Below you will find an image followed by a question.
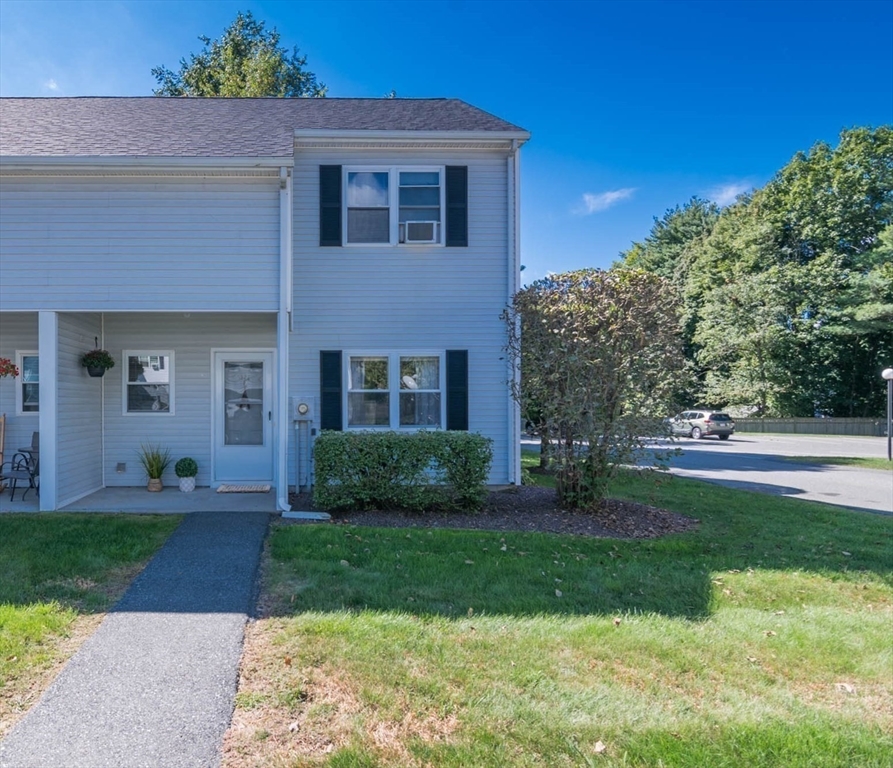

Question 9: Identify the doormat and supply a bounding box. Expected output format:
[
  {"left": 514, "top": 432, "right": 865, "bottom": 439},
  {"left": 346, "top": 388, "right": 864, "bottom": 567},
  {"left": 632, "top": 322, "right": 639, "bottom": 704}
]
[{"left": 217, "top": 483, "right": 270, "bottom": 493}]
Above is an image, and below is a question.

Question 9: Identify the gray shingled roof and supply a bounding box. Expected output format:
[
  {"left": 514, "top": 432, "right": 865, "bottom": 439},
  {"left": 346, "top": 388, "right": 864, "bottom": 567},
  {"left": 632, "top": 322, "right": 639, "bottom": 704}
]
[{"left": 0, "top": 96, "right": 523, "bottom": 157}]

========

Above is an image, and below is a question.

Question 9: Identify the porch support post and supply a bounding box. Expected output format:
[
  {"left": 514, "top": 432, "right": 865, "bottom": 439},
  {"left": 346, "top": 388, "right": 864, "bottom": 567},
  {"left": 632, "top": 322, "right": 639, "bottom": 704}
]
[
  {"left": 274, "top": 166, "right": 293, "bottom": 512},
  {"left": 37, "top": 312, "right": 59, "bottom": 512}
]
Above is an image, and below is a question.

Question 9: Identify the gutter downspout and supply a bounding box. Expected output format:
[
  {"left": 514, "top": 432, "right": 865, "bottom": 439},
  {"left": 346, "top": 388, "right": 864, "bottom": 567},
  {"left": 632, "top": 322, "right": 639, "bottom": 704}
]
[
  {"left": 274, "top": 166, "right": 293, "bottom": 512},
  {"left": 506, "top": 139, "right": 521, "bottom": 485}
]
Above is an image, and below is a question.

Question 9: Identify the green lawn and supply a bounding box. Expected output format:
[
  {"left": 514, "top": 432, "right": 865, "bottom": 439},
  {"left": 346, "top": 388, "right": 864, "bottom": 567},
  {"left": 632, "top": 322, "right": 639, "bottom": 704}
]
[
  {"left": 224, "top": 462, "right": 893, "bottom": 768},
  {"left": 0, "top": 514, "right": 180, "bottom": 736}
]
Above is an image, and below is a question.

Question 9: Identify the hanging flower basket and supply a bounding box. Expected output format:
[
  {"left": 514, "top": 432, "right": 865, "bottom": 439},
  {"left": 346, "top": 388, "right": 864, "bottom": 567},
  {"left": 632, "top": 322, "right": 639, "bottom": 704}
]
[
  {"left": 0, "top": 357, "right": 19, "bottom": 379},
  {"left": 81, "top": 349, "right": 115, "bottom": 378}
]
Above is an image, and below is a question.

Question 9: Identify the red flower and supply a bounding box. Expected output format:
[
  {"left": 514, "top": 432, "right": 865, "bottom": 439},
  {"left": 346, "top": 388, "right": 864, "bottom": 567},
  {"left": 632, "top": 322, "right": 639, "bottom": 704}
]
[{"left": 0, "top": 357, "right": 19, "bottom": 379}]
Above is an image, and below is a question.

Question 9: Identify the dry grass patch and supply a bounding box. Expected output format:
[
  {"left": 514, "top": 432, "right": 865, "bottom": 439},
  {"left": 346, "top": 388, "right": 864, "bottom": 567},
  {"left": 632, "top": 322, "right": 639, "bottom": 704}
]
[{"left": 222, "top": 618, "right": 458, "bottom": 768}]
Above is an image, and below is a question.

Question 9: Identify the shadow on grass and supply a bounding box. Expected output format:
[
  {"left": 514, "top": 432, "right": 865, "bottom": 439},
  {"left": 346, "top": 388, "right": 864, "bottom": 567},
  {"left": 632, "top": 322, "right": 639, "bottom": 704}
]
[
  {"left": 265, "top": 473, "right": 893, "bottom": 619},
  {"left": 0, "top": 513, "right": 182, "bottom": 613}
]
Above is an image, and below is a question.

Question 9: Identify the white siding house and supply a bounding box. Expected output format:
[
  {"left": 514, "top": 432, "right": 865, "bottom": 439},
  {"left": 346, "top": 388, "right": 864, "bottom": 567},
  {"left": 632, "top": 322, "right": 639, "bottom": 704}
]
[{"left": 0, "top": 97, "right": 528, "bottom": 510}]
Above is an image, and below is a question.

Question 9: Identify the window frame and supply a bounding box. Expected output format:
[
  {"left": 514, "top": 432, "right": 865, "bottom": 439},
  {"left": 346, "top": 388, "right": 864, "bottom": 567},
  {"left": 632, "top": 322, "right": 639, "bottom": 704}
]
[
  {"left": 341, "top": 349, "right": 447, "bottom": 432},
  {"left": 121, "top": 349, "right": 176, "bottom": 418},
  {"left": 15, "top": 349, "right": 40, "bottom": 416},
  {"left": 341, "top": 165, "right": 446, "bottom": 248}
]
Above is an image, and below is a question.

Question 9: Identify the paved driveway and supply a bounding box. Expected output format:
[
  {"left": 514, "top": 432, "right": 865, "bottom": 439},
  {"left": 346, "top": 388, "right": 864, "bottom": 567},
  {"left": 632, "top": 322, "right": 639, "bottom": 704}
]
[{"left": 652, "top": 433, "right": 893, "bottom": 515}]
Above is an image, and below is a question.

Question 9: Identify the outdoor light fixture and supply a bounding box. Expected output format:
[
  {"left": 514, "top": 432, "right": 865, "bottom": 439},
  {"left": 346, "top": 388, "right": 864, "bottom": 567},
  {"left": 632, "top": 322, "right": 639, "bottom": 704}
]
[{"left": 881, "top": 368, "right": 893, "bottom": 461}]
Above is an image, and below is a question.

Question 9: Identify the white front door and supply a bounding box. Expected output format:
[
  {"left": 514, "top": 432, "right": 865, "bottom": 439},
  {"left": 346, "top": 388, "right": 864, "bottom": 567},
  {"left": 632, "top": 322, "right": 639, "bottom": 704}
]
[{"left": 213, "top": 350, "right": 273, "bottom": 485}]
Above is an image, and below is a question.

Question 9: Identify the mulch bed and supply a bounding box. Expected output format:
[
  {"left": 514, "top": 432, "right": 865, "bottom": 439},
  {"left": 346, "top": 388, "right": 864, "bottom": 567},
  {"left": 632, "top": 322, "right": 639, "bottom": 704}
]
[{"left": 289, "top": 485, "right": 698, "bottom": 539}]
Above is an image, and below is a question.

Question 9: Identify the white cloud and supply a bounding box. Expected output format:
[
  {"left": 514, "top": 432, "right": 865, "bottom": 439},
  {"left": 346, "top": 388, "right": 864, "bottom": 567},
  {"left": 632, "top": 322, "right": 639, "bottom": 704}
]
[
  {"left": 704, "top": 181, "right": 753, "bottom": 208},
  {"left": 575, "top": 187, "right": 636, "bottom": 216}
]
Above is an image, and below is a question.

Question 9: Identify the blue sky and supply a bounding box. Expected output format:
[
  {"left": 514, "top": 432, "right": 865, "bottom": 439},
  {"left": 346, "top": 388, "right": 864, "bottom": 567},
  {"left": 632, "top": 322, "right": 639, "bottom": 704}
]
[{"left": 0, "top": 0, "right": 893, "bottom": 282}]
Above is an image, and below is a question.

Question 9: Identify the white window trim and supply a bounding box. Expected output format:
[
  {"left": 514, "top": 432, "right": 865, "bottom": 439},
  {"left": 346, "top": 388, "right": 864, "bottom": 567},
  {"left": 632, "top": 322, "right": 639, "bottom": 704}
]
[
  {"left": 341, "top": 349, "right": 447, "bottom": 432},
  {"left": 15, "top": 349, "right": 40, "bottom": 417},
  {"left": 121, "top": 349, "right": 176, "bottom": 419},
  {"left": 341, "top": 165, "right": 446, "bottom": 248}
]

========

> **Directions**: Find every line in the items above that contains the word "grass", matching case exactly, and copy each of those lines in full.

> **Output**:
Question 9: Identify the dry grass patch and supply a bounding box. Expected output format:
Question 9: Identify the shadow on grass and supply a bounding box. Expected output format:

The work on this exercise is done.